Rewrite the material from the line with "Draw the outline of every instance of the blurred" to the line with "272 1 L 272", putting "brick wall" wherever "stone wall" appears and changing nothing else.

----- Exercise materials -----

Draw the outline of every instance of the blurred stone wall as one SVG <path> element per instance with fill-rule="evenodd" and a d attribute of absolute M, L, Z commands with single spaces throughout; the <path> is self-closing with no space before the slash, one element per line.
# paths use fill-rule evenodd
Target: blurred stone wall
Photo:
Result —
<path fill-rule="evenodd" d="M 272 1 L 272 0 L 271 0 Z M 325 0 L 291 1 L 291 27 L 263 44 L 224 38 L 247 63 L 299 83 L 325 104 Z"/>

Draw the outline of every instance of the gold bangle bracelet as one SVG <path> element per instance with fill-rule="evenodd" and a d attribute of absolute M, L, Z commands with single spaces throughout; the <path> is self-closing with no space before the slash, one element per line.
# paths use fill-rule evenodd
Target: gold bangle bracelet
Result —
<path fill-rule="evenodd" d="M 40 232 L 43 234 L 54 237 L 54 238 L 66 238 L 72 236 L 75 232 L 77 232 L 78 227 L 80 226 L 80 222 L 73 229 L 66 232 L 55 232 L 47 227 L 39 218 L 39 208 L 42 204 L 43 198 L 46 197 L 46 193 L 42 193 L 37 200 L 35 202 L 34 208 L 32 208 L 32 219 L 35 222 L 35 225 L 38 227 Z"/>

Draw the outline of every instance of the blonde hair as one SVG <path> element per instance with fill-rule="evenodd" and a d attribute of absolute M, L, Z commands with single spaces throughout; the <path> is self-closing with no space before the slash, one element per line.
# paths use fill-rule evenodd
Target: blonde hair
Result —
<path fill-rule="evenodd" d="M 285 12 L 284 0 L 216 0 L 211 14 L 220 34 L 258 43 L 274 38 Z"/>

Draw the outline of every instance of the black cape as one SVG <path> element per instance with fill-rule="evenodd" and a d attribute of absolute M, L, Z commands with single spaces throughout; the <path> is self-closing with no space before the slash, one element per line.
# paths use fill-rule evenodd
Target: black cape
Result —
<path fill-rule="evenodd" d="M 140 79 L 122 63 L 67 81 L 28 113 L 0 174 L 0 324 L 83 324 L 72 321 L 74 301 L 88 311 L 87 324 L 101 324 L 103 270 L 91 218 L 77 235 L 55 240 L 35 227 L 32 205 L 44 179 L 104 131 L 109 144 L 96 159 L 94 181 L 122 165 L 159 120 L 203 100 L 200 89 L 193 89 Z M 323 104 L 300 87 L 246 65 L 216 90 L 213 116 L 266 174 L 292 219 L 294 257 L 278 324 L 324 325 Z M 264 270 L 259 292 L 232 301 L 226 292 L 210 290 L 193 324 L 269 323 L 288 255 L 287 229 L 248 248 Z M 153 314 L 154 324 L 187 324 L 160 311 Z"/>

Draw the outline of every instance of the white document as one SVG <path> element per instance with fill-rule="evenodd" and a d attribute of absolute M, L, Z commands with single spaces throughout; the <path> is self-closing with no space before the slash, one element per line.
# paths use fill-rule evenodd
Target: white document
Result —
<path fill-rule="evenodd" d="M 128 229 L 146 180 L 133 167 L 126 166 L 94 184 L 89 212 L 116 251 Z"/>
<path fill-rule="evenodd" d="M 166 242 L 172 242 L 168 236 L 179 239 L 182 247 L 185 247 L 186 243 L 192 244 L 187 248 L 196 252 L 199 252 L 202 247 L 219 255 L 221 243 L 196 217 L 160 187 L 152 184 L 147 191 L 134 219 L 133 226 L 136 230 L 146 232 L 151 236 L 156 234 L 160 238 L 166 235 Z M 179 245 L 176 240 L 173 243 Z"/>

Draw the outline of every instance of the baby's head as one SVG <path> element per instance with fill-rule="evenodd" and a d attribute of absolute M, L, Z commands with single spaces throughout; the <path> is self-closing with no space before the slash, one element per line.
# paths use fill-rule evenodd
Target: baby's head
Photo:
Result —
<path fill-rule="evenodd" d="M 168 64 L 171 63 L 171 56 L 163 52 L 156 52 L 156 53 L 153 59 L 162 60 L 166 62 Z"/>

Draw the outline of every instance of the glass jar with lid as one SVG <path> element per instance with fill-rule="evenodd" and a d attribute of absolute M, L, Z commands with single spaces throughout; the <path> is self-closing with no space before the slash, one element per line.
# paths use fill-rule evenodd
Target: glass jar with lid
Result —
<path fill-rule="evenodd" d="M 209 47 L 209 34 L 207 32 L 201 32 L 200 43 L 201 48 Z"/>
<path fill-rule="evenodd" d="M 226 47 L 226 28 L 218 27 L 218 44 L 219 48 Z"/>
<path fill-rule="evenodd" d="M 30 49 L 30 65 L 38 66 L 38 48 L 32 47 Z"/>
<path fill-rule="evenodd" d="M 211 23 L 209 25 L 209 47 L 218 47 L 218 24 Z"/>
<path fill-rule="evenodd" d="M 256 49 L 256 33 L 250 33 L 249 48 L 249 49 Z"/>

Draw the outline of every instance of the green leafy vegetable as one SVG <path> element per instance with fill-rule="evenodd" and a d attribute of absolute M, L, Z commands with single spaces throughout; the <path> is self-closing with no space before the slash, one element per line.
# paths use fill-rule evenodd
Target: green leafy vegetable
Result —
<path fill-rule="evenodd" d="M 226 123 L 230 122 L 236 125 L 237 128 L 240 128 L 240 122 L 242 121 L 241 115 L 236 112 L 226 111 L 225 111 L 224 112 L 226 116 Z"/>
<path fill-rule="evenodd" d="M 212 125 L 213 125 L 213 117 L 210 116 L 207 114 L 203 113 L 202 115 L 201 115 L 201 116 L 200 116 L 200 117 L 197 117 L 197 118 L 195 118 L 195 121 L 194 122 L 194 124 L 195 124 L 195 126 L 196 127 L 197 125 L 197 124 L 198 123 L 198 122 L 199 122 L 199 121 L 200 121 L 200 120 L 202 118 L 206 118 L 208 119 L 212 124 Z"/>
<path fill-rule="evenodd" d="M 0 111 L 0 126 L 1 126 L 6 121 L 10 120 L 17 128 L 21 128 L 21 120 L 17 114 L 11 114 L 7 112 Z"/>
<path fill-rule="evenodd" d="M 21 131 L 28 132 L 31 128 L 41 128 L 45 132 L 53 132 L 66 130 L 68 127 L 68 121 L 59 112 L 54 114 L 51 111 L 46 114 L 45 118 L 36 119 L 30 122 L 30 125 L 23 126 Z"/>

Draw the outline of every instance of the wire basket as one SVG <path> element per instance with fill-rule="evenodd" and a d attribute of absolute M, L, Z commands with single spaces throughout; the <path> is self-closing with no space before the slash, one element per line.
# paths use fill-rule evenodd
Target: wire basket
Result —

-----
----- Exercise materials -----

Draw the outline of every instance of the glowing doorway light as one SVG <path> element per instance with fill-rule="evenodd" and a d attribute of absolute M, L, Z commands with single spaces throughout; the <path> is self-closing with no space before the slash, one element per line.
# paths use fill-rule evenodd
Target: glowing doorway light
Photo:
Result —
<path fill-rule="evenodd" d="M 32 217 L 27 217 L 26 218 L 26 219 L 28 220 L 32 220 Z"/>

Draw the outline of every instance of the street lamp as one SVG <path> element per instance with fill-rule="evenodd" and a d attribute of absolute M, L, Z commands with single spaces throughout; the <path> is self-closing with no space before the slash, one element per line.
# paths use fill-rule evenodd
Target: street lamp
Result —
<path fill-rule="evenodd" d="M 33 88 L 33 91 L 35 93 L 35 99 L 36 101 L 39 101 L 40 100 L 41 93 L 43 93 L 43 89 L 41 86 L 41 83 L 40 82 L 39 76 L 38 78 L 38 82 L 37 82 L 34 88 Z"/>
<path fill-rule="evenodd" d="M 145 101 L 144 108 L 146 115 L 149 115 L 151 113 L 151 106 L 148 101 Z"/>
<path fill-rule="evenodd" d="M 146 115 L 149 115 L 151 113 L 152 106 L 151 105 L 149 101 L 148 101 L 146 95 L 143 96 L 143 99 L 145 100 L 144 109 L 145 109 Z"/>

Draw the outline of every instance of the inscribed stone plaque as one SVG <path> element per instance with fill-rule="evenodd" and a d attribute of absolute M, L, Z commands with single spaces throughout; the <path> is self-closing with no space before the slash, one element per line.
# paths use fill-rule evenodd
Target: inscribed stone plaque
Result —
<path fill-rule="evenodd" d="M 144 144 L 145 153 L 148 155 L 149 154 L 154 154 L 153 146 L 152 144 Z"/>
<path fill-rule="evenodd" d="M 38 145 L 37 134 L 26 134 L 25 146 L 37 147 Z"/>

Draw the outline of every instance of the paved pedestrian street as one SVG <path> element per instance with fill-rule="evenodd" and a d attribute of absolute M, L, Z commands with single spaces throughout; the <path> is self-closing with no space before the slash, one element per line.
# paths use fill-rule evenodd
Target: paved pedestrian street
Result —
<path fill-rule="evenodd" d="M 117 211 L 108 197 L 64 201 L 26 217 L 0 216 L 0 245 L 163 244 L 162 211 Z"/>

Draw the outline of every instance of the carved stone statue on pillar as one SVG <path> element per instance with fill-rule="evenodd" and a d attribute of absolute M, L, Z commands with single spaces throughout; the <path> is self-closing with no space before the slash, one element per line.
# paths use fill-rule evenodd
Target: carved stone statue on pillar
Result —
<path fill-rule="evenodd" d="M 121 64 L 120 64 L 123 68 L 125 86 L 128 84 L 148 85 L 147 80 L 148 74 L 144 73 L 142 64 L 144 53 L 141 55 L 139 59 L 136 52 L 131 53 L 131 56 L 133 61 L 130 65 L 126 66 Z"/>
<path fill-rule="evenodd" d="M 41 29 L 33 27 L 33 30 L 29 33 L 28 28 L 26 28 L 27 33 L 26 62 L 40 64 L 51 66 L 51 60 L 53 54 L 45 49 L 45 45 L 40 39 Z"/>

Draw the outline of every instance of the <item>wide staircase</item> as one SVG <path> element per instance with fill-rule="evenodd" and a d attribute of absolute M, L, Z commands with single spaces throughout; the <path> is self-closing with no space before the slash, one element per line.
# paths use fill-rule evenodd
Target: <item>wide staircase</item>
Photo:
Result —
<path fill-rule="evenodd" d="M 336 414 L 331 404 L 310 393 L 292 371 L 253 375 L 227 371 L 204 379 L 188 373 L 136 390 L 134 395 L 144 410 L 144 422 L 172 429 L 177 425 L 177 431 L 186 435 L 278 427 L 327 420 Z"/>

-----

Response>
Draw the outline of every instance of the blurred brick wall as one SVG <path> element per instance with fill-rule="evenodd" and a d attribute of absolute M, L, Z commands with single spaces throughout; the <path> is self-closing with no space before the slash, one element per line.
# paths use fill-rule evenodd
Target: blurred brick wall
Photo:
Result —
<path fill-rule="evenodd" d="M 272 1 L 272 0 L 271 0 Z M 325 0 L 291 1 L 291 27 L 263 44 L 224 38 L 247 63 L 299 83 L 325 104 Z"/>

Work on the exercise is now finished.